Data records -

■ ■ ■ ■ ■

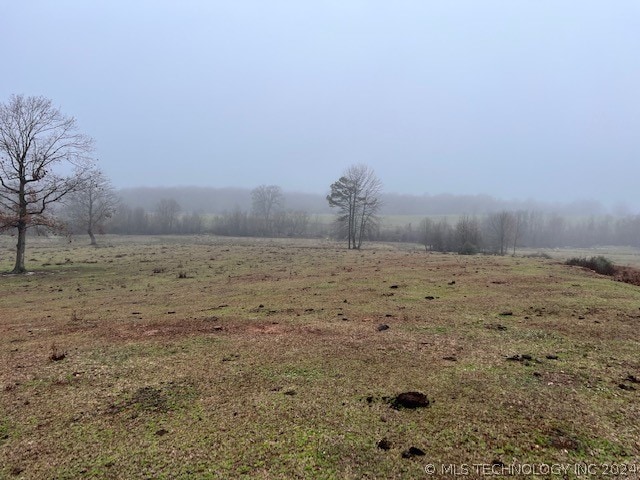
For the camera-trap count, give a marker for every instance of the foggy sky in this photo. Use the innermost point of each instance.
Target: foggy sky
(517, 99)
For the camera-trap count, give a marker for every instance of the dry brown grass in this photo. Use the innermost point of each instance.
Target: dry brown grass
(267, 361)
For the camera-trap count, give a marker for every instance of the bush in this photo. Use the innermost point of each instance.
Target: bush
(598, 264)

■ ■ ■ ■ ■

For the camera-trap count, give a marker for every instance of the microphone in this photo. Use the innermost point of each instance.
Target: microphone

■ ■ ■ ■ ■

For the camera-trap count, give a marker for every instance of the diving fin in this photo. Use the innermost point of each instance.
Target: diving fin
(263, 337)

■ ■ ■ ■ ■

Would you copy all lines in the records where the string "point" appears?

Your solution -
For the camera-trap count, give a marker for every instance of the foggy sky in this photo. Use the innermost point of each instance.
For the camera-trap count, give a marker for every instance of the dry brown grass in this photo. Use the innermost point of each instance.
For the camera-trap count, give a marker for every instance of the bush in this photo. Use the innermost point of each instance.
For the camera-trap count, give a marker for every instance of the microphone in this photo. Use the innermost point of each instance.
For the camera-trap count, give a marker for every instance of the diving fin in this photo. Use the innermost point of each instance.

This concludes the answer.